Mirar atrás, buscar en la historia de las personas, grandes o pequeñas, pero que trascendieron a la posterioridad es valorar su respuesta ante los hechos, su reacción ante la adversidad. De aquí podremos rescatar una circunstancia, una frase, un ejemplo que nos guíe cuando ese momento nos llegue. En la vida de Renoir, podemos encontrar esos momentos en que, a pesar de sus males, demostró su espíritu invencible y nos regaló sus cuadros de colores brillantes y bordes esfumados, como si el mundo se viese a través de un velo… O mejor dicho, sin anteojos. Porque Pierre-Auguste Renoir era miope. Así lo sugiere el hecho de que no usara anteojos para ver de cerca y su costumbre de acercarse a los cuadros para colocar sutiles pinceladas preanunciando el puntillismo. Su hijo Jean, el cineasta, lo recuerda revisando el detalle de sus obras sin usar corrección alguna.

##############################

Tareas a realizar:
#1 Copia tal cual del texto sobre Renoir el fragmento que arranca con las palabras "Mirar atrás, buscar" y acaba en "usar corrección alguna.".
#2 Según el texto sobre Renoir, ¿a qué se dedicaba su hijo Jean?

##############################

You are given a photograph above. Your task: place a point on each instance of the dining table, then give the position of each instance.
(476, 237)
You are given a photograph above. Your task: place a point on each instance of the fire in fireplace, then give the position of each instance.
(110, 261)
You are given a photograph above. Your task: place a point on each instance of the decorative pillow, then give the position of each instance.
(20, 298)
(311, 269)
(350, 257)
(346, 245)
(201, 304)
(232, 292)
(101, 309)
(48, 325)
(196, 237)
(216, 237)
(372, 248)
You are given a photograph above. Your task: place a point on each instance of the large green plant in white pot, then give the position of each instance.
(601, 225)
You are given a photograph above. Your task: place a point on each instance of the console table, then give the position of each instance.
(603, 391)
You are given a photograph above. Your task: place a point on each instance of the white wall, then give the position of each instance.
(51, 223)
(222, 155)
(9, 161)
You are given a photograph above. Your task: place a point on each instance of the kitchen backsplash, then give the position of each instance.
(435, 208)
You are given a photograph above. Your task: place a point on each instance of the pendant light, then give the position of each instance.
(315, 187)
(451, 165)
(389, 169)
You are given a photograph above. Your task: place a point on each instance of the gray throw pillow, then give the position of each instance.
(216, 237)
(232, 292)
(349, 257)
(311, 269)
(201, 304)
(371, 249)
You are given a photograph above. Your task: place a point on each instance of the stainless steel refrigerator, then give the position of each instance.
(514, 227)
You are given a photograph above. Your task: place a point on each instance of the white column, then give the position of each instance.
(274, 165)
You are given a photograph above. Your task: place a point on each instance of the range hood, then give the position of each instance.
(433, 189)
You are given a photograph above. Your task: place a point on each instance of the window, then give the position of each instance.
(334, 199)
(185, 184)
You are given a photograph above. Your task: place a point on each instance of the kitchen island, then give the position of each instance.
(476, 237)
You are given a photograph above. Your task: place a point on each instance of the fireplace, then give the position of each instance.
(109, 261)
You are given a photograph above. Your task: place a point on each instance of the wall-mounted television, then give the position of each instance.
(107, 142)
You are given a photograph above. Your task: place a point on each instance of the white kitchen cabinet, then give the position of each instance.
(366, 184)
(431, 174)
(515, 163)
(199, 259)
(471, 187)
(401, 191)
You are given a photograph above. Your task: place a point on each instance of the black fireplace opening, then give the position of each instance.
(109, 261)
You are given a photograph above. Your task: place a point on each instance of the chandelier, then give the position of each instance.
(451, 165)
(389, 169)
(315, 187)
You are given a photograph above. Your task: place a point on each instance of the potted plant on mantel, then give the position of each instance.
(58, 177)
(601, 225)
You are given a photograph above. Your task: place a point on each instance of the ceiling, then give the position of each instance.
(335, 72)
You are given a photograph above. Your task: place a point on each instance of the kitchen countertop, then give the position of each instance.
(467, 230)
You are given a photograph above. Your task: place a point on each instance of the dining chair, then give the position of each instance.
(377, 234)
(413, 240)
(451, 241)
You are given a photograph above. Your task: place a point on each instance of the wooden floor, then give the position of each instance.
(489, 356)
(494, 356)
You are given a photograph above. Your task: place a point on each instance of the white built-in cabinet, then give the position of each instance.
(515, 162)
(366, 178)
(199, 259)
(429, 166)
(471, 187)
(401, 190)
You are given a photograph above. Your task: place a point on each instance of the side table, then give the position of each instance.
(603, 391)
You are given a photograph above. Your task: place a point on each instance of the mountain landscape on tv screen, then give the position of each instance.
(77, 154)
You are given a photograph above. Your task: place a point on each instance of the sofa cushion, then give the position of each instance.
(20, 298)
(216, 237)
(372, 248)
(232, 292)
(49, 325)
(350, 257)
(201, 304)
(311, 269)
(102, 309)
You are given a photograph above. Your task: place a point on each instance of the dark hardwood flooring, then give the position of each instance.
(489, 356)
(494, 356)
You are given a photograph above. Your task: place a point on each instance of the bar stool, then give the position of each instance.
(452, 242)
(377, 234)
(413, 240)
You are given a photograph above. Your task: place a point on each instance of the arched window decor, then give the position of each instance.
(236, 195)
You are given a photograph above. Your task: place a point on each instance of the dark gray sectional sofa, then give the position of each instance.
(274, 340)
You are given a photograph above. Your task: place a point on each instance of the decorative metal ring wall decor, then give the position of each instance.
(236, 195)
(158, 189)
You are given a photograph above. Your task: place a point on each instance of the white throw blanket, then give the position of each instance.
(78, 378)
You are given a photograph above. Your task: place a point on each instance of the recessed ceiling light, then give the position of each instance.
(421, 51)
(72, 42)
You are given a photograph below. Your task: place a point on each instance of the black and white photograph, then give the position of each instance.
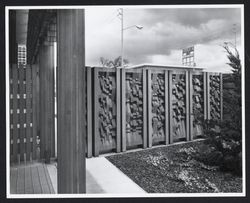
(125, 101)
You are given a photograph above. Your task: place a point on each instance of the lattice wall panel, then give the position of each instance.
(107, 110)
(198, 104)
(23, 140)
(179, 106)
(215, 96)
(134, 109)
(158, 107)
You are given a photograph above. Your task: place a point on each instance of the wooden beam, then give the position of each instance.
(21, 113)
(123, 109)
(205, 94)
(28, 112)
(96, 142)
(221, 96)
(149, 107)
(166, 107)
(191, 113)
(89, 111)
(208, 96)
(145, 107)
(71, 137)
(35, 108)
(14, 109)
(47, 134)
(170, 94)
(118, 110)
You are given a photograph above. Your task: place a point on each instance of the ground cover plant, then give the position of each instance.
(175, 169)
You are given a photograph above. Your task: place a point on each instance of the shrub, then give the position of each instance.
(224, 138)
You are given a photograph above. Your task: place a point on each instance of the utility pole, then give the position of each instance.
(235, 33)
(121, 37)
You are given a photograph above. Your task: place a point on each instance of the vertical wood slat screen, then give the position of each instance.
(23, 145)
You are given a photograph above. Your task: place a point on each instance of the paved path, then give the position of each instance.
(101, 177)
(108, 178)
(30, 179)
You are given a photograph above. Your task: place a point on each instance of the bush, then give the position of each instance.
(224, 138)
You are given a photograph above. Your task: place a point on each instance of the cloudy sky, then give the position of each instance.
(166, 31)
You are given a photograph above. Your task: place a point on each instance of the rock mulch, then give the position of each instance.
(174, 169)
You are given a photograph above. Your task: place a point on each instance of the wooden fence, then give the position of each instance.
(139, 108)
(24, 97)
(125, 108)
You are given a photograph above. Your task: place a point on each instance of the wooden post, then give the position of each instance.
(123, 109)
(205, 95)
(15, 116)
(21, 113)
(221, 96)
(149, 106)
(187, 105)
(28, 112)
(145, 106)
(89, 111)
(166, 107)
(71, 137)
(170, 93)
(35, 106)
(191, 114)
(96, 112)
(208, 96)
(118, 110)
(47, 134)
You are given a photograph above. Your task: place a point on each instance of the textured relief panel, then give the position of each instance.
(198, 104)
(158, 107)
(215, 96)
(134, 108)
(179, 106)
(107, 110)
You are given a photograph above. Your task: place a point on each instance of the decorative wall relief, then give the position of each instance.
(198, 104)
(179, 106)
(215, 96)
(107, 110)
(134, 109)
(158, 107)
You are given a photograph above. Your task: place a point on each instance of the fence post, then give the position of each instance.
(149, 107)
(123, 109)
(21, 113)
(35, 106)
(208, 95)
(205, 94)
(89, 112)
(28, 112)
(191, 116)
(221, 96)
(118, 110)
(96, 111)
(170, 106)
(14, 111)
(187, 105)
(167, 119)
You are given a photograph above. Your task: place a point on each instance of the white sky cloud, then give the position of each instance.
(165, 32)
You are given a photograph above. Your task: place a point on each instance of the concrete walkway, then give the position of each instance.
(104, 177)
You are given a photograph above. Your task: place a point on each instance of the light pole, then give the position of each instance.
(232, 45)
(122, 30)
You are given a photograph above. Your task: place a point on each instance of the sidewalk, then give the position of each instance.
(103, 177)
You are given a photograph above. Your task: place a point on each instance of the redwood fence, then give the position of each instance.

##############################

Respuestas por tarea:
#1
Mirar atrás, buscar en la historia de las personas, grandes o pequeñas, pero que trascendieron a la posterioridad es valorar su respuesta ante los hechos, su reacción ante la adversidad. De aquí podremos rescatar una circunstancia, una frase, un ejemplo que nos guíe cuando ese momento nos llegue. En la vida de Renoir, podemos encontrar esos momentos en que, a pesar de sus males, demostró su espíritu invencible y nos regaló sus cuadros de colores brillantes y bordes esfumados, como si el mundo se viese a través de un velo… O mejor dicho, sin anteojos. Porque Pierre-Auguste Renoir era miope. Así lo sugiere el hecho de que no usara anteojos para ver de cerca y su costumbre de acercarse a los cuadros para colocar sutiles pinceladas preanunciando el puntillismo. Su hijo Jean, el cineasta, lo recuerda revisando el detalle de sus obras sin usar corrección alguna.

#2 Era cineasta.